▶ TASK DIRECTIONS
Can you reproduce each of these items verbatim, leaving nothing out?

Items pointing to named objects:
▼▼▼
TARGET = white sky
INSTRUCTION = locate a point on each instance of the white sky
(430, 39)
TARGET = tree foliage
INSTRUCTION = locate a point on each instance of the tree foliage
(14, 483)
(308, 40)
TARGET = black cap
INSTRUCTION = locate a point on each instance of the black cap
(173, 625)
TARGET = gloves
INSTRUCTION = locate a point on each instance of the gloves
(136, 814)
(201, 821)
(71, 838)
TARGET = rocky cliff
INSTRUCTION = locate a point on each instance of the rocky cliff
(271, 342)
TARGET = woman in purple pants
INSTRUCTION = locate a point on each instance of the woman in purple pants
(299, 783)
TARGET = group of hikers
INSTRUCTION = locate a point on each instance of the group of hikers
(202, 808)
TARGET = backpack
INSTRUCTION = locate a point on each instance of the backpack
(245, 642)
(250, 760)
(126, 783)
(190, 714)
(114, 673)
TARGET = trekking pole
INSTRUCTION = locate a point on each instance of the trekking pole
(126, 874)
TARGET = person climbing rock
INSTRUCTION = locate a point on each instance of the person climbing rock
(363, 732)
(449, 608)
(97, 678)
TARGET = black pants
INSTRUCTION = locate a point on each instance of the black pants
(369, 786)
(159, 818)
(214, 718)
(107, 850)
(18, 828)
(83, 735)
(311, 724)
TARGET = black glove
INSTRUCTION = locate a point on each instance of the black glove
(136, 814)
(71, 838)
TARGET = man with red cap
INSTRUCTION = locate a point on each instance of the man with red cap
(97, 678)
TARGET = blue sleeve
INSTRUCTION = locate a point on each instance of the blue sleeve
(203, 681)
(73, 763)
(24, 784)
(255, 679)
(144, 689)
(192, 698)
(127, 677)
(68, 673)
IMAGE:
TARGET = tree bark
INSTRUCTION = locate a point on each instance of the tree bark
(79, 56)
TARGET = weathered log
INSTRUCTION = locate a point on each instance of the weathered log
▲▲▲
▶ RESULT OF THE TASK
TARGET = white sky
INSTRUCTION = locate a point on each instance of the white sky
(430, 39)
TARGET = tree foliage
INSTRUCTION = locate a point on each instance of the tree foliage
(14, 483)
(308, 40)
TARGET = black cap
INSTRUCTION = locate a point on each instance of the black cap
(173, 625)
TARGET = gloves
INSTRUCTION = locate a point on each instance of the gloves
(136, 814)
(201, 821)
(71, 838)
TARGET = rocky cliff
INSTRUCTION = locate a point on each instance of the rocky cliff
(271, 342)
TARGET = woman in purple pants
INSTRUCTION = locate a point on each instance of the woman in purple pants
(299, 783)
TARGET = group of hikers
INSTRUCTION = locate a point on each instance of the group of hikers
(202, 808)
TARGET = backpack
INSTRUCTION = locate a point on each instance of the backpack
(245, 642)
(250, 760)
(126, 783)
(190, 714)
(114, 673)
TARGET = trekking pole
INSTRUCTION = locate a point on each instance of the trekking pole
(126, 874)
TARGET = person climbing rock
INSTRUCTION = locate a point on each instance of the person climbing rock
(363, 732)
(449, 608)
(97, 678)
TARGET = black pants
INSTRUCTION = locate a point on each instance of the black pants
(369, 786)
(159, 818)
(214, 718)
(107, 850)
(18, 828)
(83, 735)
(311, 724)
TARGET = black glove
INSTRUCTION = locate a point on each instance of the black glove
(136, 814)
(71, 838)
TARGET = man with red cap
INSTRUCTION = locate a point on each instance of the man with red cap
(97, 678)
TARGET = blue sleeve
INSTRUCTION = locate a point on each instance of the blue sleeve
(203, 681)
(73, 763)
(24, 784)
(255, 679)
(144, 689)
(192, 698)
(127, 677)
(68, 673)
IMAGE:
TARGET = tree bark
INSTRUCTION = locate a point on each instance of the tree bark
(79, 56)
TARGET = weathered log
INSTRUCTION = locate a point on each instance of the weathered log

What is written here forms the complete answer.